[begin RECORD LIST]
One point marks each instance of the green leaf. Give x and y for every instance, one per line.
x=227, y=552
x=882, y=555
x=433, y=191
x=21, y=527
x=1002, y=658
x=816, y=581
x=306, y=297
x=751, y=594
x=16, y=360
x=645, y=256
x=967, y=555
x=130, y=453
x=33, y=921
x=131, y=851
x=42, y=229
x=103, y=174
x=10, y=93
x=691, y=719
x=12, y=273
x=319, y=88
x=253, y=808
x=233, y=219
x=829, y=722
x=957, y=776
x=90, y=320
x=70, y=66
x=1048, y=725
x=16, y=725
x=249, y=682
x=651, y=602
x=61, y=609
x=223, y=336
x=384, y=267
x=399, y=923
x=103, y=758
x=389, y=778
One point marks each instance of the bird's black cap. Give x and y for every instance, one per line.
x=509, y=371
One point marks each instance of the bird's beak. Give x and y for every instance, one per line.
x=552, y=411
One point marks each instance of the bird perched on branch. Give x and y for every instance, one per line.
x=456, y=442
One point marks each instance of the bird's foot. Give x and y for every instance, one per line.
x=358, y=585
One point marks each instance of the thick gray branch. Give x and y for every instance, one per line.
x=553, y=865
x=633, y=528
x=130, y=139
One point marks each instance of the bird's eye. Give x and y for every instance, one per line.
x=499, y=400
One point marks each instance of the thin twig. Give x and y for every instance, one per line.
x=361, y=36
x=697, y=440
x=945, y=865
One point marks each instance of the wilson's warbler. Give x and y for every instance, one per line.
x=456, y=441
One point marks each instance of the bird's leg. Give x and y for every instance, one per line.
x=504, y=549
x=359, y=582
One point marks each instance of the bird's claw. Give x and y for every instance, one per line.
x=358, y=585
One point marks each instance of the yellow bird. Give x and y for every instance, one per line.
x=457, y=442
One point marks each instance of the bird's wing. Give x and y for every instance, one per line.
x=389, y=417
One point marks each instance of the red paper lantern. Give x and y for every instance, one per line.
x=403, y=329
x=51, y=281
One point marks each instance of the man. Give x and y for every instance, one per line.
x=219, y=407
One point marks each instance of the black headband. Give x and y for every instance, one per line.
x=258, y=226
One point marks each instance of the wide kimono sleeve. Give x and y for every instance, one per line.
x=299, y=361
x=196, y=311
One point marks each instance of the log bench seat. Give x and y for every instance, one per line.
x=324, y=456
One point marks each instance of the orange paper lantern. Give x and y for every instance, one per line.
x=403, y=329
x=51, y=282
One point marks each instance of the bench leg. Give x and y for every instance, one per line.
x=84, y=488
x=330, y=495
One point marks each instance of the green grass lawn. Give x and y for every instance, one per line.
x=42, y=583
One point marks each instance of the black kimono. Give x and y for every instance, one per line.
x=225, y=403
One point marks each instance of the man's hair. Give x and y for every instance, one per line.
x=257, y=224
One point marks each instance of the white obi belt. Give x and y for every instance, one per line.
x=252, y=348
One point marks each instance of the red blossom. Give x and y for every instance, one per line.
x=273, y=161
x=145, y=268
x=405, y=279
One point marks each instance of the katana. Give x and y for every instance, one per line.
[end RECORD LIST]
Present every line of the listing above as a numbered list, skipping any blank lines.

1. One point marks each instance of the green leaf. Give x and y for every instance, one per line.
2. x=227, y=552
3. x=882, y=555
4. x=433, y=191
5. x=21, y=527
6. x=1002, y=658
7. x=816, y=581
8. x=306, y=297
9. x=751, y=594
10. x=16, y=360
11. x=645, y=256
12. x=967, y=555
13. x=130, y=453
14. x=33, y=921
15. x=131, y=851
16. x=42, y=229
17. x=103, y=174
18. x=10, y=93
19. x=691, y=719
20. x=12, y=273
21. x=319, y=88
22. x=253, y=808
23. x=233, y=219
24. x=829, y=722
25. x=957, y=776
26. x=90, y=320
27. x=70, y=66
28. x=1048, y=725
29. x=16, y=725
30. x=249, y=682
31. x=651, y=602
32. x=61, y=609
33. x=223, y=336
34. x=384, y=267
35. x=399, y=923
36. x=103, y=758
37. x=389, y=778
38. One point marks each instance of the bird's black cap. Give x and y for every instance, one per line.
39. x=509, y=371
40. One point marks each instance of the bird's beak. Give x and y for every instance, one per line.
41. x=552, y=411
42. One point marks each instance of the bird perched on branch. Give x and y for every instance, one per line.
43. x=456, y=442
44. One point marks each instance of the bird's foot. Give x and y for every instance, one per line.
45. x=358, y=585
46. One point marks each instance of the thick gray branch. Give x and y for every instance, one per line.
47. x=553, y=865
48. x=633, y=528
49. x=130, y=139
50. One point marks each instance of the bird's eye. Give x and y for every instance, one per line.
51. x=499, y=400
52. One point marks each instance of the thin twig. Give x and y for every instance, one per line.
53. x=361, y=36
54. x=697, y=440
55. x=945, y=865
56. One point marks each instance of the wilson's warbler. Give x and y for every instance, one per line.
57. x=456, y=441
58. One point marks each instance of the bird's leg. Give x and y for every instance, one per line.
59. x=504, y=549
60. x=359, y=582
61. One point marks each instance of the bird's claw. Give x and y for every instance, one per line.
62. x=358, y=585
63. One point marks each instance of the yellow bird. Give x and y for every instance, one per line.
64. x=457, y=442
65. One point marks each instance of the bird's wing. Give x and y for every instance, one per line.
66. x=389, y=417
67. One point marks each instance of the red paper lantern. Give x and y for every instance, one per line.
68. x=403, y=329
69. x=51, y=281
70. One point marks each instance of the man. Give x and y for every instance, one per line.
71. x=219, y=407
72. One point marks each instance of the black headband. Give x and y for every instance, one per line.
73. x=258, y=226
74. One point marks each instance of the wide kimono sleeve. Give x and y for every instance, one per line.
75. x=299, y=361
76. x=196, y=311
77. One point marks each instance of the log bench seat. Give x and y for every instance, one per line.
78. x=324, y=456
79. One point marks each instance of the orange paper lantern. Give x and y for every instance, one per line.
80. x=403, y=329
81. x=51, y=282
82. One point marks each instance of the bench leg. Give x and y for every instance, one per line.
83. x=84, y=488
84. x=330, y=495
85. One point marks each instance of the green grass lawn. Give x and y for every instance, one per line.
86. x=42, y=583
87. One point marks each instance of the black kimono. Give x and y for every instance, one per line.
88. x=225, y=403
89. One point marks each instance of the man's hair. Give x and y for every instance, one per line.
90. x=257, y=224
91. One point marks each instance of the white obi belt. Give x and y for every instance, one per line.
92. x=252, y=348
93. One point marks each instance of the red blossom. Give x and y for every instance, one per line.
94. x=273, y=161
95. x=145, y=268
96. x=405, y=279
97. One point marks each instance of the katana. Give x and y for every instance, one per line.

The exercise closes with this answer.